Copy the records from the line containing "--find curved metal machine arm" through the end of the records, requests included, and shift every coordinate in the answers up by 135.

## Start

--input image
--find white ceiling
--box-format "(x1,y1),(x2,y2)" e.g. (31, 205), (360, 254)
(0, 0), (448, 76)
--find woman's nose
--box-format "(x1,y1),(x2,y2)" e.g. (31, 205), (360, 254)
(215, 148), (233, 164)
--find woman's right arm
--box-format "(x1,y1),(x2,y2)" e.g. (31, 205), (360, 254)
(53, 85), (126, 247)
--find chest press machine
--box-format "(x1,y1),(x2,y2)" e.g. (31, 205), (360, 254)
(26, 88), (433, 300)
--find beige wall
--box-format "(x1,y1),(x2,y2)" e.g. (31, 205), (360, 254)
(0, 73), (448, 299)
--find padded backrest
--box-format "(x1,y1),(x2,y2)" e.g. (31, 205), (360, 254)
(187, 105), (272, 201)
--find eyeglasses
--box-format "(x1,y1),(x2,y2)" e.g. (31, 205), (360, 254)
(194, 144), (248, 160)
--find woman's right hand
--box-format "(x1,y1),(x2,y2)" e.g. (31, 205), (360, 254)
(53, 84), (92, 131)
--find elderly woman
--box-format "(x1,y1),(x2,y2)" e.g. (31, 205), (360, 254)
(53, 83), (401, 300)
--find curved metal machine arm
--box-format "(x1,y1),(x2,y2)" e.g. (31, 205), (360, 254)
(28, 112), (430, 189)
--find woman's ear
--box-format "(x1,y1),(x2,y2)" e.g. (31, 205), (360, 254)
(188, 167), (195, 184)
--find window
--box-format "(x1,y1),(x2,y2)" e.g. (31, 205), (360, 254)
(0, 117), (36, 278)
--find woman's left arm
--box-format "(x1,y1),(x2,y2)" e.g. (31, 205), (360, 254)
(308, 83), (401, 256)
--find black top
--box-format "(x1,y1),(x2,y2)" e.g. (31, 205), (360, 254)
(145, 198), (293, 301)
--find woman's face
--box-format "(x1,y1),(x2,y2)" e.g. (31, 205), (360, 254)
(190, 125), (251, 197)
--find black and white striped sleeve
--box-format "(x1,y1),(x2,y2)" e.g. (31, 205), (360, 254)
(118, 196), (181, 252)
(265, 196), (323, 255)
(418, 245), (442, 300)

## End

## Response to this exercise
--find curved metal machine arm
--box-format "(x1,y1),(x2,y2)" e.g. (31, 205), (360, 254)
(163, 247), (565, 324)
--find woman's ear
--box-format "(x1,y1),(x2,y2)" e.g. (31, 205), (360, 254)
(323, 302), (330, 319)
--find window
--box-format "(x1,y1),(x2,y2)" e.g. (31, 205), (360, 254)
(135, 252), (171, 413)
--find woman's left arm
--box-format "(x1,y1),(x2,y2)" e.g. (31, 205), (360, 254)
(443, 218), (536, 391)
--find black top
--box-format "(x1,y1),(x2,y2)" e.g. (31, 205), (360, 254)
(280, 333), (428, 436)
--find woman's face
--box-format "(x1,y1),(x2,y2)" e.g. (31, 205), (360, 254)
(325, 260), (386, 332)
--find black and white striped sleeve
--box-format "(x1,y1),(x2,y2)" e.g. (31, 205), (360, 254)
(253, 331), (316, 387)
(400, 331), (458, 390)
(553, 380), (577, 435)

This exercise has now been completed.